- EXERCISE -
Write out the full listing again, exactly as it stands.

-------------------------

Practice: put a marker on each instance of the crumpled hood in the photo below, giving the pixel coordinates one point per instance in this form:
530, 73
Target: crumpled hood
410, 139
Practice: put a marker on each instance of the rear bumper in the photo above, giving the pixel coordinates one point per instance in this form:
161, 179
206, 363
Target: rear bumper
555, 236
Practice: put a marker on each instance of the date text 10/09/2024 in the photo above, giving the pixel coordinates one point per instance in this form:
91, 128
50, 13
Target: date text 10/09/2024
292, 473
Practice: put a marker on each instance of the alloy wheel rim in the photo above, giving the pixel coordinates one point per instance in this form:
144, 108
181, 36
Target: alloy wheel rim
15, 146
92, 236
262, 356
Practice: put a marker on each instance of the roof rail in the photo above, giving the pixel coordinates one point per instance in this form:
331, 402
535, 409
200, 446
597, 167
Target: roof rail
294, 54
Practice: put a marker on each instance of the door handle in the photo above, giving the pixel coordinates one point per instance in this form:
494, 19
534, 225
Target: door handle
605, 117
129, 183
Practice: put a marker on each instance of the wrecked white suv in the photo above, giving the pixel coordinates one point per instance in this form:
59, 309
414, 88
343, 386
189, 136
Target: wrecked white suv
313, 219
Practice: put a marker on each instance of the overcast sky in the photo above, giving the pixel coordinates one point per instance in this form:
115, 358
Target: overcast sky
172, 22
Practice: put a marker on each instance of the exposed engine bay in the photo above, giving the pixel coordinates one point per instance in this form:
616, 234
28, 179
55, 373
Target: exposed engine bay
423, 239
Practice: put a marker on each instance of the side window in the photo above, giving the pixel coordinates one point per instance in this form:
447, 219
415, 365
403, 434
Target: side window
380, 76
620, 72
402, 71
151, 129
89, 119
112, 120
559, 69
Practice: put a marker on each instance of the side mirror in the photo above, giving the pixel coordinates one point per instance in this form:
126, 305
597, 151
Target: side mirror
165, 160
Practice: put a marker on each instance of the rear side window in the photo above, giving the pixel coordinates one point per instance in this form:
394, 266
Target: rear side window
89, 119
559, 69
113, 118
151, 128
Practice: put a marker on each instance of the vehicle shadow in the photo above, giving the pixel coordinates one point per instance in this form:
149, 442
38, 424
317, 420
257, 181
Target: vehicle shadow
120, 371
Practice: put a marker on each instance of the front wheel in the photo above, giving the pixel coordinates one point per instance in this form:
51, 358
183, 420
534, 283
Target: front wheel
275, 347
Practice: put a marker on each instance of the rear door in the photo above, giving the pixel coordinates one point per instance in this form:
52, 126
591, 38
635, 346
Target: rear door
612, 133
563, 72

-------------------------

- FINAL RESULT -
Practice: put a marker on each instance of the crumpled hood in the photo below, giving the pixel coordinates one point per instance in this form:
530, 73
Target: crumpled hood
410, 139
Practice: put a marker on each instance of the rear bumper in the photo above, giving the pixel coordinates one point per instance in this form:
161, 179
206, 363
Target: rear bumper
555, 236
Practice: put a marker on each instance of the date text 10/09/2024 in the photo above, giving the pixel coordinates one point per instance in this form:
91, 128
50, 13
Target: date text 10/09/2024
292, 473
Practice: put a marker on each instance of the alloy wheel rim in the photo above, giving the pixel coordinates one point per instance in this form:
144, 108
181, 36
Target: alloy wheel rim
15, 146
92, 236
262, 356
Practice: put a marker on each instance of the roof rail in the photo above, giving the pixel coordinates one point per instance in this form:
331, 402
535, 409
200, 446
597, 167
Target: roof rail
294, 54
Practice: put a marker on each instance of the door handle in the photo above, giving the pixel coordinates one point per instance in this form:
494, 19
534, 225
Target: door handle
605, 117
129, 183
Practice: put a marker on each instance of the wrecked white suv in the photo above, giving the pixel coordinates one point per instance in this form:
59, 309
414, 88
343, 386
189, 136
Target: wrecked white suv
313, 219
Practice: put a marker on each instance of the overcast sky in the photo above, giving the pixel coordinates one point per instance in this form:
115, 358
Target: overcast sky
172, 22
Practice: put a marker on each instance of the exposed engine bay in the photo above, giving the pixel coordinates one point per instance in this form:
616, 234
28, 179
55, 373
Target: exposed engine bay
423, 239
Practice: put a marker on each instance of the side window in the photo above, giving the pixel coordinates one point per instance in this form:
447, 219
415, 365
403, 434
Target: side window
380, 76
620, 72
402, 71
151, 129
89, 119
112, 120
559, 69
Practice: put a marker on each instance of the side mirror in the photo above, giving the pixel coordinates one point per instance in this form:
126, 305
597, 151
Target: side mirror
165, 160
Practice: put a marker on each instance of the rear side window in the photo above, giving the pixel coordinates one point per instance in this form:
394, 266
Target: rear side window
89, 119
559, 69
113, 118
151, 128
Practice: put a marker on each instance of the vehicle shadow in the photo above, giving the pixel coordinates one point per instance in this form:
149, 442
38, 424
317, 420
257, 181
Target: vehicle shadow
120, 371
Practice: put a marker on each instance of the front wheel in the photo above, giving the pixel coordinates one point per instance in this form:
51, 358
183, 420
534, 283
Target: front wheel
275, 347
Practice: put a marker on each instance of the rear door in the photo above, giving the pixel coordinates one point per instance in this form:
52, 126
591, 38
635, 346
Target: rear door
612, 133
563, 72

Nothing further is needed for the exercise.